WHAT TO PRODUCE »
All of the data below should be written out exactly.
....................
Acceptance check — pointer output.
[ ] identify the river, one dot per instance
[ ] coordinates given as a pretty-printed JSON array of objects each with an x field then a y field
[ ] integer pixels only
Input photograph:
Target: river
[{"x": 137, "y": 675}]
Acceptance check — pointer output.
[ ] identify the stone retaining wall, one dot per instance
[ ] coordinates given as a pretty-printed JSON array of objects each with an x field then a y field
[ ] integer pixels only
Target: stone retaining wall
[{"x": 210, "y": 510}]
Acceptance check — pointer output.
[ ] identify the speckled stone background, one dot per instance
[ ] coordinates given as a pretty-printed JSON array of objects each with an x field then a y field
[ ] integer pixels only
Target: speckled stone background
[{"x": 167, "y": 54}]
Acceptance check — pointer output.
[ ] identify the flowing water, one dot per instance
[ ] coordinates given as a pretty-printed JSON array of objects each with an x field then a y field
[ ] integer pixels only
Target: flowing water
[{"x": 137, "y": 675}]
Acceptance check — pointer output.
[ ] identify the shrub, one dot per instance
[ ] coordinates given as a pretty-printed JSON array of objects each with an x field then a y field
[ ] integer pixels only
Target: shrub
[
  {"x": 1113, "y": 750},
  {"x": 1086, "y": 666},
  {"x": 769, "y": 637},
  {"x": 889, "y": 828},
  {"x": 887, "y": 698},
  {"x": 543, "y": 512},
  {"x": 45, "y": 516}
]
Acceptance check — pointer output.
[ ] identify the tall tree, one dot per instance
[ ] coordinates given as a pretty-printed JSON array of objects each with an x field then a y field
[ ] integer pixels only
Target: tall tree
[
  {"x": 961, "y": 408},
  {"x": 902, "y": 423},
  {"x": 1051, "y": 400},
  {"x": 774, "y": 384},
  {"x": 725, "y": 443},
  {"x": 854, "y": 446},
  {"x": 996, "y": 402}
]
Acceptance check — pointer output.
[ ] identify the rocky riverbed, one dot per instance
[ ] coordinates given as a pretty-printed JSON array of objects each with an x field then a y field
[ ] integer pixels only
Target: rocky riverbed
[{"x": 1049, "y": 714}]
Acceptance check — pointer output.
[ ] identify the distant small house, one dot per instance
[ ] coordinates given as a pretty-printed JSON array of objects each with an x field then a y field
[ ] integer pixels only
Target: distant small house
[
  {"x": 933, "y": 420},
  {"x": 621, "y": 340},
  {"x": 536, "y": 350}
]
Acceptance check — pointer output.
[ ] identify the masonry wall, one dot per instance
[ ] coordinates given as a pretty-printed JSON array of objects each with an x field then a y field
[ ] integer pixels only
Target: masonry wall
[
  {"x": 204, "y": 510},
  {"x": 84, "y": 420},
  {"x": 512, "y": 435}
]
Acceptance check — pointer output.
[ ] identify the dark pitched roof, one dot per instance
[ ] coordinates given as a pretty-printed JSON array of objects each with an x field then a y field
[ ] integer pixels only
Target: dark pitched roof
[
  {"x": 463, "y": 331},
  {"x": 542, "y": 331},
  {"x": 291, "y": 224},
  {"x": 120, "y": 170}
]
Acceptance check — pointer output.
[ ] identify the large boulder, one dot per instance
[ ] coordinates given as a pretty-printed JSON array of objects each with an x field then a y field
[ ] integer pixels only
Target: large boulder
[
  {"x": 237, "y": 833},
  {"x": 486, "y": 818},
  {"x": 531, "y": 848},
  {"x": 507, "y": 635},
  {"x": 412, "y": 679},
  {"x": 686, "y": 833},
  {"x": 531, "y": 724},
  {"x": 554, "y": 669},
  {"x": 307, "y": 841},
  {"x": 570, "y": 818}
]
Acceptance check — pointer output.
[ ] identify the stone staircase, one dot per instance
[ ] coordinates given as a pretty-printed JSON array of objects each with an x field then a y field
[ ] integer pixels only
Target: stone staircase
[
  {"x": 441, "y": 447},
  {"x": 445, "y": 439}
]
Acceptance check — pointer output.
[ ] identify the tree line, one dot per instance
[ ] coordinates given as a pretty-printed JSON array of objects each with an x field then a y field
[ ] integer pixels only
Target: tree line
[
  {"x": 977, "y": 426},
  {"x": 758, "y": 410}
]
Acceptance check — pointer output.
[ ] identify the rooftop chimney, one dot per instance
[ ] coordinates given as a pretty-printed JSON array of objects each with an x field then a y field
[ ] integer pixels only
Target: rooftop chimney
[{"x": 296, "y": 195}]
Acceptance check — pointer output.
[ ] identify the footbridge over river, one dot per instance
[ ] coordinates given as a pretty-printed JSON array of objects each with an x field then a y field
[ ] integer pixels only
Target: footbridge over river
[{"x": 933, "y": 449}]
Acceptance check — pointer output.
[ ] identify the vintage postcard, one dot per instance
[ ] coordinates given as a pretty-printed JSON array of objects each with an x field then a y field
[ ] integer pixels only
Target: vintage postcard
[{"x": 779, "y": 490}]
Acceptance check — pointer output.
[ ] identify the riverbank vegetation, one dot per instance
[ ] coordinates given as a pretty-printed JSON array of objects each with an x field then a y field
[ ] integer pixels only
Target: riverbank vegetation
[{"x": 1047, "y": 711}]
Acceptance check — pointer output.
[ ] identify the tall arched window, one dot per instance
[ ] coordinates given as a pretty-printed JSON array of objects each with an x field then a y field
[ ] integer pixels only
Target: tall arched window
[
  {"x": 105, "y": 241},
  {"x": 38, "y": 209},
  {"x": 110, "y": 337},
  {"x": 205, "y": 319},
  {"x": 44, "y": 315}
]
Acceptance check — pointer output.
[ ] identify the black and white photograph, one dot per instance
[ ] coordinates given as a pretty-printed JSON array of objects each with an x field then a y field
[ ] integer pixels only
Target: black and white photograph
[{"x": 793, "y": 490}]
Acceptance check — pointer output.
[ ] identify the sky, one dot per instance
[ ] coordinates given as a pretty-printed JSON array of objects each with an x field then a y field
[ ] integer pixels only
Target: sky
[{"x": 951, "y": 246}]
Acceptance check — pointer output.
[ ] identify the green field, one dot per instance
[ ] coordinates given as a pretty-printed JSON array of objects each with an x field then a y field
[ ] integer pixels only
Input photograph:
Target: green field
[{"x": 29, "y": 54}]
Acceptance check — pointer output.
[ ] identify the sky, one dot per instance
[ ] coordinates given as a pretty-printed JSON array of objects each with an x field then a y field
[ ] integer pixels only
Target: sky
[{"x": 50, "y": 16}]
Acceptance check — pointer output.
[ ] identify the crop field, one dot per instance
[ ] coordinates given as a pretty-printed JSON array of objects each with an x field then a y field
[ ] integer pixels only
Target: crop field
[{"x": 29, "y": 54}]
....................
SOLUTION TO THIS EXERCISE »
Acceptance check — pointer output.
[ ] identify the river, one dot per instance
[ ] coordinates given as a pretty-printed JSON array of objects each with an x field then a y field
[ ] integer pixels only
Input photograph:
Target: river
[{"x": 137, "y": 675}]
Acceptance check — pointer output.
[ ] identify the stone retaining wall, one dot per instance
[ ] coordinates given as a pretty-printed JSON array of objects each with an x field then a y field
[ ] integer pixels only
Target: stone retaining wall
[{"x": 210, "y": 510}]
Acceptance check — pointer output.
[ ] identify the speckled stone background, one dot per instance
[ ] coordinates given as a pretty-printed JSON array of objects each with an x field then a y field
[ ] integer pixels only
Target: speckled stone background
[{"x": 167, "y": 54}]
Acceptance check — pointer output.
[ ] identify the flowing water, one dot per instance
[ ] coordinates given as a pretty-printed JSON array of objects each with an x field then a y field
[ ] integer pixels only
Target: flowing water
[{"x": 137, "y": 675}]
Acceptance check — pointer output.
[ ] identify the shrub, one dot per instance
[ ] coordinates given as a pretty-printed JSON array of objects each with an x field then a y field
[ ] integer pixels only
Target: shrub
[
  {"x": 1113, "y": 750},
  {"x": 1086, "y": 666},
  {"x": 769, "y": 637},
  {"x": 889, "y": 828},
  {"x": 887, "y": 698},
  {"x": 543, "y": 512},
  {"x": 45, "y": 516}
]
Acceptance check — pointer output.
[ ] identify the tall tree, one dot per instance
[ ] coordinates given as a pretty-printed JSON array of objects each with an x field then a y field
[ ] integer pixels only
Target: tall tree
[
  {"x": 961, "y": 408},
  {"x": 902, "y": 423},
  {"x": 1051, "y": 400},
  {"x": 774, "y": 384},
  {"x": 725, "y": 443},
  {"x": 854, "y": 446},
  {"x": 996, "y": 402}
]
Acceptance check — pointer output.
[ ] identify the rocky riverbed, one dot per instance
[ ] coordinates given as a pretty-printed JSON array of objects each with an x field then a y field
[ ] integer pixels only
Target: rocky riverbed
[{"x": 1049, "y": 714}]
Acceptance check — pointer output.
[ ] identify the distant small house, one dot per instance
[ ] coordinates given as a pretty-printed JSON array of objects each with an x field then a y field
[ ] integer pixels only
Target: distant small house
[
  {"x": 933, "y": 420},
  {"x": 621, "y": 340},
  {"x": 536, "y": 350}
]
Acceptance check — pointer output.
[ ] identify the masonry wall, one dot per instance
[ ] coordinates given as a pretty-printed JSON array of objects each with an x field then a y field
[ ] integer pixels only
Target: masonry wall
[
  {"x": 204, "y": 510},
  {"x": 84, "y": 420},
  {"x": 512, "y": 435}
]
Acceptance check — pointer output.
[ ] identify the dark pitched roof, one dot per instance
[ ] coordinates given as a pretty-printed JSON array of objects each with an x field then a y field
[ ] integer pixels only
Target: dark pitched roof
[
  {"x": 463, "y": 331},
  {"x": 542, "y": 331},
  {"x": 291, "y": 224},
  {"x": 120, "y": 170}
]
Acceptance check — pointer output.
[ ] identify the large boulder, one dot per instance
[ ] coordinates given as a pretty-printed JSON array of objects each with an x field then a y field
[ ] integer pixels only
Target: large boulder
[
  {"x": 237, "y": 833},
  {"x": 486, "y": 818},
  {"x": 531, "y": 848},
  {"x": 507, "y": 635},
  {"x": 412, "y": 679},
  {"x": 686, "y": 833},
  {"x": 531, "y": 724},
  {"x": 554, "y": 669},
  {"x": 307, "y": 841},
  {"x": 570, "y": 818}
]
Acceptance check — pointer output.
[ ] identify the stone staircase, one dot per instance
[ ] coordinates given as a pretty-printed JSON array of objects each with an x field then a y field
[ ] integer pixels only
Target: stone staircase
[
  {"x": 441, "y": 447},
  {"x": 445, "y": 439}
]
Acceptance check — pointer output.
[ ] identify the tree line, one dot per instance
[ ] coordinates given as a pretty-printed JSON array of objects each with an x field then a y field
[ ] integer pixels only
Target: tree line
[
  {"x": 977, "y": 426},
  {"x": 758, "y": 410}
]
Acceptance check — pointer output.
[ ] identify the rooftop chimney, one dot per instance
[ ] coordinates given as a pretty-printed JSON array of objects each with an x field then a y field
[ ] integer pixels only
Target: rooftop chimney
[{"x": 296, "y": 195}]
Acceptance check — pointer output.
[ ] identify the footbridge over river, one dot per instance
[ ] coordinates given as a pretty-printed JSON array of objects each with an x field then a y field
[ ] integer pixels only
Target: footbridge over river
[{"x": 933, "y": 449}]
Acceptance check — pointer output.
[ ] identify the vintage postcard, one dot per instance
[ ] coordinates given as a pretty-printed JSON array of objects each with an x field then a y field
[ ] integer pixels only
Target: vintage postcard
[{"x": 779, "y": 490}]
Acceptance check — pointer output.
[ ] identify the riverbank vegetation, one dot per instance
[ ] coordinates given as a pretty-printed JSON array of objects each with an x field then a y field
[ ] integer pixels only
Target: riverbank vegetation
[{"x": 1047, "y": 711}]
Acceptance check — pointer output.
[ ] identify the tall arched window, one dot per instance
[ ] coordinates given as a pretty-printed JSON array of objects each with an x field then a y field
[ ] integer pixels only
Target: tall arched window
[
  {"x": 105, "y": 241},
  {"x": 38, "y": 209},
  {"x": 110, "y": 337},
  {"x": 205, "y": 319},
  {"x": 44, "y": 315}
]
Acceptance check — pointer output.
[ ] identify the black and white photograph, one dot per instance
[ ] coordinates given as a pretty-printed JSON array of objects each with an x field then a y field
[ ] integer pixels only
Target: black and white photograph
[{"x": 793, "y": 490}]
Acceptance check — pointer output.
[ ] identify the sky, one dot per instance
[ ] coordinates given as a pretty-printed JSON array of objects each with an x field then a y field
[ ] integer pixels only
Target: sky
[{"x": 951, "y": 246}]
Acceptance check — pointer output.
[ ] identify the green field, one dot per instance
[ ] coordinates given as a pretty-printed JSON array of objects each with an x field then a y field
[ ] integer pixels only
Input photograph:
Target: green field
[{"x": 29, "y": 54}]
Acceptance check — pointer output.
[ ] identify the sky, one dot per instance
[ ] coordinates given as a pretty-printed JSON array of objects each with an x field then a y field
[ ] integer pixels only
Target: sky
[{"x": 50, "y": 16}]
Acceptance check — pointer output.
[ ] identify the crop field, one dot per instance
[ ] coordinates given as a pretty-printed JSON array of objects each with an x field then a y field
[ ] integer pixels only
Target: crop field
[{"x": 29, "y": 54}]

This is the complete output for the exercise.